Document passage.
────
Vaastu and Feng Shui are definitely related to each other. For rectification and optimization both have their respective place. But for the planning and construction of new objects, we recommend the Vaastu as the basis, especially for the sacred measures.

Living Space

The essence of Vaastu architecture can be summed up in one important phrase:

“Vastureva Vaastu,“ meaning, subtle space transforms itself into manifested space.

According to Vaastu, the whole universe, also the so considered vacuum in outer space, is filled with minute energy particles. As soon as we enclose free space, we enclose a certain amount of these particles. This is why every structure is filled with energy.

“If a part of free space is isolated and confined into a four-walled structure it becomes a living organism and the space enclosed will start vibrating in a particular order. If such a building is designed to vibrate in the same numerical order as that of the indweller, the resultant phenomenon is that he will experience harmony or perfect union with the Universal Self.” Dr. V. Ganapati Sthapati

We see from this quote that one of the key factors in Vaastu is the concept of resonance (compatible vibrational order). The aim of Vaastu architecture is to establish a resonance between the inhabitants, the created structure and nature, thereby connecting us to the earth and to cosmic energies.

How are we able to define the frequency with which a building will vibrate?

Vaastu explains that it is the perimeter of the building – more specifically the exact dimensions of the “empty” space that is enclosed – that will define the frequency. Vaastu offers us a set of mathematical formulas with which we can find an auspicious perimeter (rather than randomly selecting a perimeter which will bring arbitrary, and most likely, undesirable results).  These mathematical vibrations have certain beneficial qualities that evoke specific desirable states in the human body, psychology, and spiritual awareness. By choosing Vaastu spaces that resonate these qualities, the human then has the experience of these auspicious qualities in life.
────
Problem requirements. Reproduce the Vaastu passage word for word, beginning at the words "The essence of" and stopping after "into manifested space.". Rely only on the Vaastu passage for everything that comes with this material.

Extracted data.
────
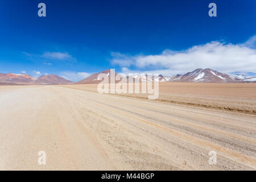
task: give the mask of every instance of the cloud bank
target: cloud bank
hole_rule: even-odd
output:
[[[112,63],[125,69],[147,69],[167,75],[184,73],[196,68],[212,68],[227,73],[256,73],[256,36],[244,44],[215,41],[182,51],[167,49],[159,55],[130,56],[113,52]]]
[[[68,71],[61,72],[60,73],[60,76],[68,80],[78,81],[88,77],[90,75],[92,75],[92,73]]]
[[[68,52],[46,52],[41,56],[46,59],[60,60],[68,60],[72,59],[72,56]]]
────
Result.
The essence of Vaastu architecture can be summed up in one important phrase:

“Vastureva Vaastu,“ meaning, subtle space transforms itself into manifested space.